**WHAT IS REQUIRED:**
Which lines below hold the word "post"? Copy all of them.

**DATASET EXCERPTS:**
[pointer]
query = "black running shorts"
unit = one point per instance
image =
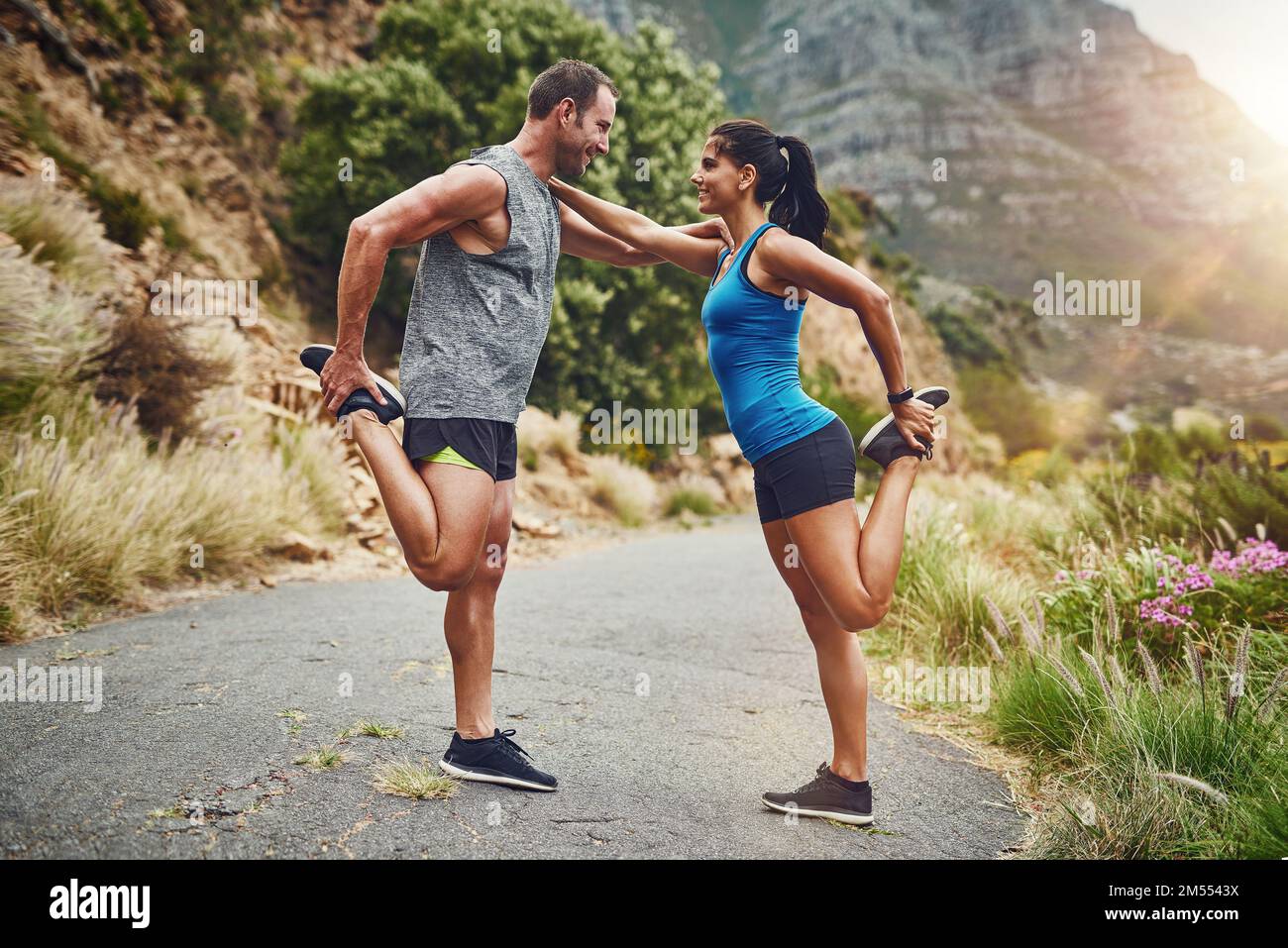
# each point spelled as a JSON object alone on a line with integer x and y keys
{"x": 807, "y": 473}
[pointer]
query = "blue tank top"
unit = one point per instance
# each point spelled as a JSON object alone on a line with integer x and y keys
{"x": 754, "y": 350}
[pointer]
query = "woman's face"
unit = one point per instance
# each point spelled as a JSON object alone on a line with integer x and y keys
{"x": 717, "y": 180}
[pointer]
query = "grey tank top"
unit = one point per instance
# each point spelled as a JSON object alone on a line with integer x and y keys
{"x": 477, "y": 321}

...

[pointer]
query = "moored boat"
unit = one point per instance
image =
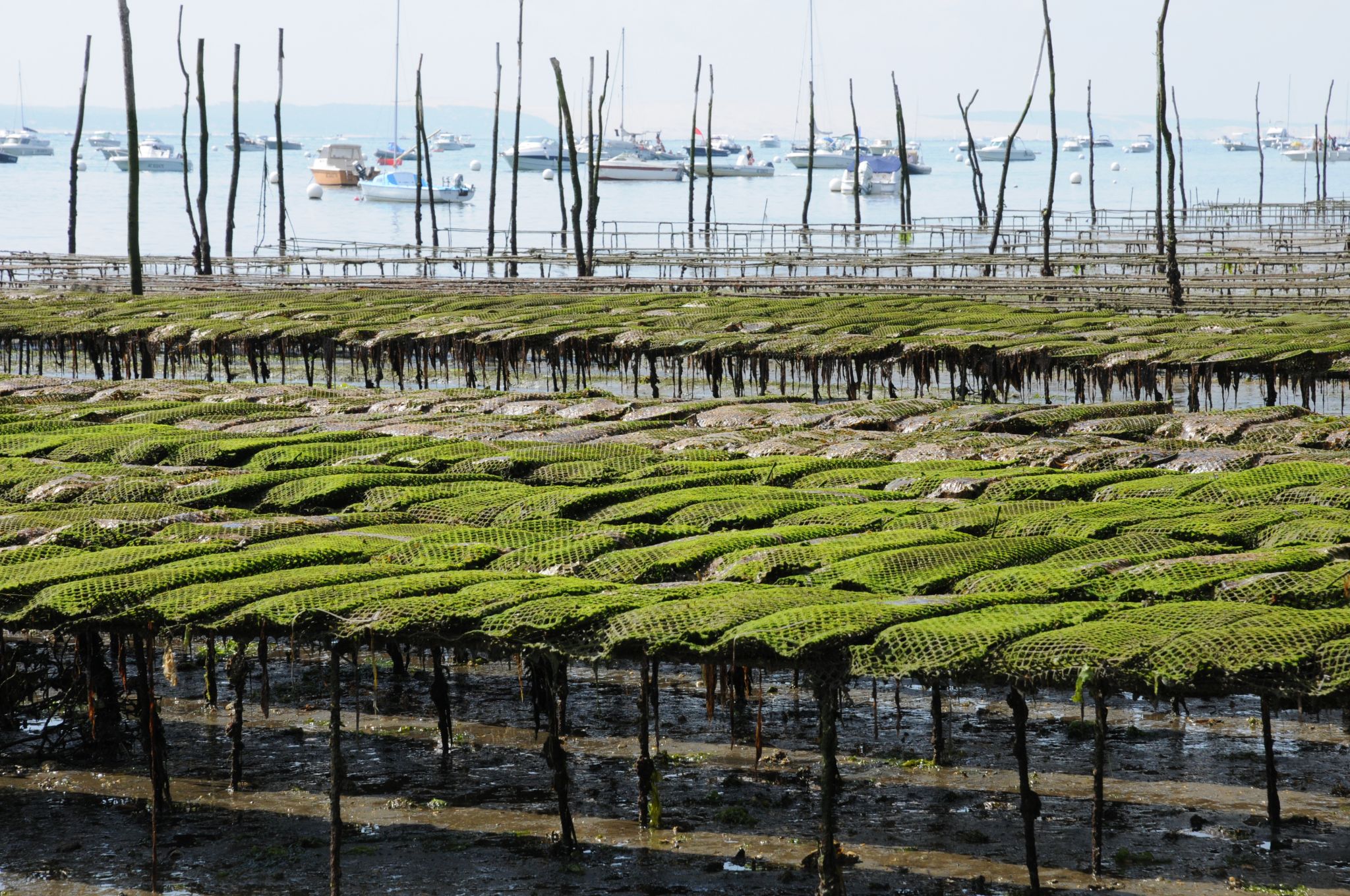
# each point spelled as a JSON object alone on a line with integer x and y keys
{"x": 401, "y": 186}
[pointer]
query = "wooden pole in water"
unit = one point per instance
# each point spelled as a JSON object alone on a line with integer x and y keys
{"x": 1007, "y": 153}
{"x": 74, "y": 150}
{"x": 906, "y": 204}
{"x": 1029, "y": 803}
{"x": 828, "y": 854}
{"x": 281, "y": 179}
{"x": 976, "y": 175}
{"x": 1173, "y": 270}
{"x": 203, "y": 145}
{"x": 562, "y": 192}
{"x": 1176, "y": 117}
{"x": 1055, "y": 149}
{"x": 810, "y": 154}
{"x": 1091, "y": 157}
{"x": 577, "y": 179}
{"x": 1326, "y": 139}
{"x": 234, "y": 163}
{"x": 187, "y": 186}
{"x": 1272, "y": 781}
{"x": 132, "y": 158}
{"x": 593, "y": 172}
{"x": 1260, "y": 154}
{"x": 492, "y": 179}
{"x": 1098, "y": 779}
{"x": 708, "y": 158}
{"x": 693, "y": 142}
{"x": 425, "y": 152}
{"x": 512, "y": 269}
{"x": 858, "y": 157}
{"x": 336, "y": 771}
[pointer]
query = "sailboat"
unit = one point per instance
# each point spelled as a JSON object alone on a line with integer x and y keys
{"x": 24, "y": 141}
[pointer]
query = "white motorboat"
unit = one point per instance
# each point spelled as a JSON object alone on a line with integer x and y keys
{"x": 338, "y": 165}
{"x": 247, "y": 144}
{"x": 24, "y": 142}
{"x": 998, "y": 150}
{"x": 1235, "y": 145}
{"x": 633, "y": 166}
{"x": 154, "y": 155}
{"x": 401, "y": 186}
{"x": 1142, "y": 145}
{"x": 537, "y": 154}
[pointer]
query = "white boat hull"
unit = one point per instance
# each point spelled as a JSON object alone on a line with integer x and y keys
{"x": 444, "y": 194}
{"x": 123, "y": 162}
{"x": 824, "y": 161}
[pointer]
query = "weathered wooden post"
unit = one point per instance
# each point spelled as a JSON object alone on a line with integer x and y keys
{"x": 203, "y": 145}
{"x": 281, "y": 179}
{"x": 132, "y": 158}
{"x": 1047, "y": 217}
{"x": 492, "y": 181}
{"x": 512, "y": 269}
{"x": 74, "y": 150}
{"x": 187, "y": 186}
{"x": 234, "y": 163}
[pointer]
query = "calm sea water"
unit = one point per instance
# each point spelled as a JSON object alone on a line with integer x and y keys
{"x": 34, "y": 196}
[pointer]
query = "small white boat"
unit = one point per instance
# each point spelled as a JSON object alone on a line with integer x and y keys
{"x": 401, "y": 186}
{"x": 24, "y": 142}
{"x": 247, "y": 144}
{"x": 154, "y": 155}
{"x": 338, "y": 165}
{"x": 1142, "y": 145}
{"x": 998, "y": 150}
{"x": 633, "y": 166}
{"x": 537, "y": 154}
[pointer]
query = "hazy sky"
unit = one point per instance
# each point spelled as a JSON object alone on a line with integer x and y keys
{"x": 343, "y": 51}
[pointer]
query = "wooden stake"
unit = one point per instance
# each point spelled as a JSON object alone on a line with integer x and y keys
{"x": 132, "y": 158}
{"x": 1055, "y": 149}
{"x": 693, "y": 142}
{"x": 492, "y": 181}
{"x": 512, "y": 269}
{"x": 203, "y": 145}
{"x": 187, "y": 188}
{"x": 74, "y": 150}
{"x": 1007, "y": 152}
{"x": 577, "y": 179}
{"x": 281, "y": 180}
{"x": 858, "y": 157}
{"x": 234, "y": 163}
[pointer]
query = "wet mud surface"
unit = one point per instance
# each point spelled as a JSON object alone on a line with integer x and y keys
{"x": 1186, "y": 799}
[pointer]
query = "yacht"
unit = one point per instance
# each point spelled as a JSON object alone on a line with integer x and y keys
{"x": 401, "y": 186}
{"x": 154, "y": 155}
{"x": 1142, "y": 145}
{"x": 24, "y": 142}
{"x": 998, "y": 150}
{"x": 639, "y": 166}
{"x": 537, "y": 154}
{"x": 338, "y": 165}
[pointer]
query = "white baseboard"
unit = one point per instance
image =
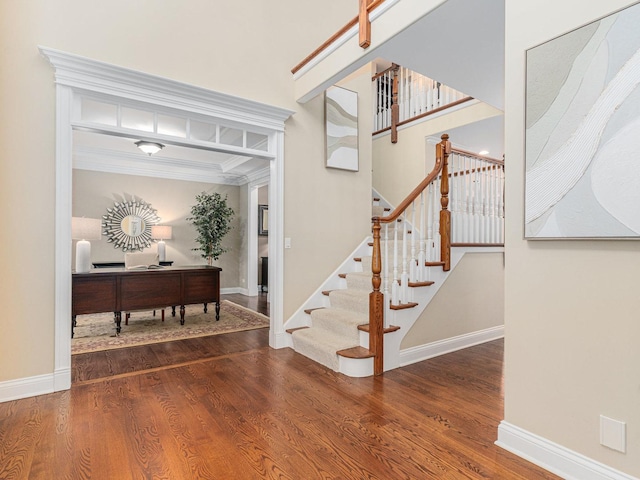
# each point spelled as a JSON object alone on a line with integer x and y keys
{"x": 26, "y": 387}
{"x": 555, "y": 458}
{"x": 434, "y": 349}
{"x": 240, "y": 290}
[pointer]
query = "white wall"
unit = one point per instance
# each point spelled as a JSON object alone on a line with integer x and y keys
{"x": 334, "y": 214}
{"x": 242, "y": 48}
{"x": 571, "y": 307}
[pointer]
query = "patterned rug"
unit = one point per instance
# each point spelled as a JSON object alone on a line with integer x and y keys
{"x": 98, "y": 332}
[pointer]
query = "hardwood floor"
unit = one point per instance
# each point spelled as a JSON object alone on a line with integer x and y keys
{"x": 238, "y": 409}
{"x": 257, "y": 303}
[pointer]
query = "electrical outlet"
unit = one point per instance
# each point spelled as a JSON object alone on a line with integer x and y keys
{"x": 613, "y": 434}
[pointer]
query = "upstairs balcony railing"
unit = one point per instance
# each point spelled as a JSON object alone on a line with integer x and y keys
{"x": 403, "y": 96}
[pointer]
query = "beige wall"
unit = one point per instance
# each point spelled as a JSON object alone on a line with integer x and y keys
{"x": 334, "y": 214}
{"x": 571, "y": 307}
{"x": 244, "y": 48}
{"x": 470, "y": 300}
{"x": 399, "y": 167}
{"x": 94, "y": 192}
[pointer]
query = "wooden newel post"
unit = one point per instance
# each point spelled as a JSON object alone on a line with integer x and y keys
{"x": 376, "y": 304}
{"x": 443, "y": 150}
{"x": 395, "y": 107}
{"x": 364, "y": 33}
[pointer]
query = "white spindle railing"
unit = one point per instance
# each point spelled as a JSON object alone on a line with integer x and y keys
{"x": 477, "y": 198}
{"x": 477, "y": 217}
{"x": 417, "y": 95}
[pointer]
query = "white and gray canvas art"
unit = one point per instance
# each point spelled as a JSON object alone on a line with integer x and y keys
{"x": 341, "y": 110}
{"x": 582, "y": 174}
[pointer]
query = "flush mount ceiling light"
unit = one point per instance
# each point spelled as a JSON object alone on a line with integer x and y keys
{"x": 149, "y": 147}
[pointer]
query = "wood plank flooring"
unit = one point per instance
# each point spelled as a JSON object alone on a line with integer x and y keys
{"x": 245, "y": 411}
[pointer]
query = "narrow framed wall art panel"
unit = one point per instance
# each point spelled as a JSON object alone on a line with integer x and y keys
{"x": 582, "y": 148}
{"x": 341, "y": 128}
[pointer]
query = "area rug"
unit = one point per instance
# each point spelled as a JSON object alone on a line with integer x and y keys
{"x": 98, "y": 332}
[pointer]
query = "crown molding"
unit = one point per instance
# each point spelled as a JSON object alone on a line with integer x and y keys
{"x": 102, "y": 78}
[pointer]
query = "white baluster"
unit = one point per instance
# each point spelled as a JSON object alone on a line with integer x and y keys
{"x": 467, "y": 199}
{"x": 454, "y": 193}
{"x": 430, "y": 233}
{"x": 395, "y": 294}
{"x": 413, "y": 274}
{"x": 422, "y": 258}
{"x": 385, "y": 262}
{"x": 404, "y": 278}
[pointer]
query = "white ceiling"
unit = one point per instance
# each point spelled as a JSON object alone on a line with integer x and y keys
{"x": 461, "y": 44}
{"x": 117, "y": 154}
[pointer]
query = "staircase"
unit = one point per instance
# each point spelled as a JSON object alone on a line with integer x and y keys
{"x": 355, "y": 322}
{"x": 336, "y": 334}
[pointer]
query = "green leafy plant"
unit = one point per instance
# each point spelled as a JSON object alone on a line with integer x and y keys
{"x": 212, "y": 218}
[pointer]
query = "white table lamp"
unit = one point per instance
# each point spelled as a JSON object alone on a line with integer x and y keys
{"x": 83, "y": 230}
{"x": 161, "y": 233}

**EXERCISE OUTPUT:**
query = "weathered wooden post"
query = "wooden newel post"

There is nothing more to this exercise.